WORK TO COMPLETE:
What are the lines, written out exactly, from the one containing "# stdout: JSON" to the end of the entries below? Include both ends and nothing more.

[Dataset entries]
Content starts

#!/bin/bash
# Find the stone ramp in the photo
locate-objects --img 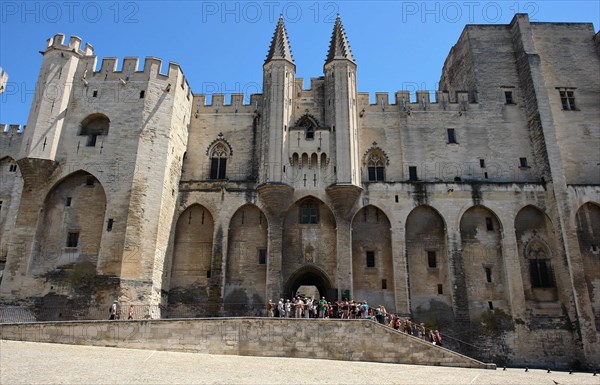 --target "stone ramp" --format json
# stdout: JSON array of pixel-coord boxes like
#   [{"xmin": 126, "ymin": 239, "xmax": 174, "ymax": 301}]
[{"xmin": 0, "ymin": 318, "xmax": 495, "ymax": 369}]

Content ends

TASK OUTPUT:
# stdout: JSON array of pixel-coord boxes like
#   [{"xmin": 126, "ymin": 239, "xmax": 174, "ymax": 301}]
[{"xmin": 0, "ymin": 318, "xmax": 495, "ymax": 369}]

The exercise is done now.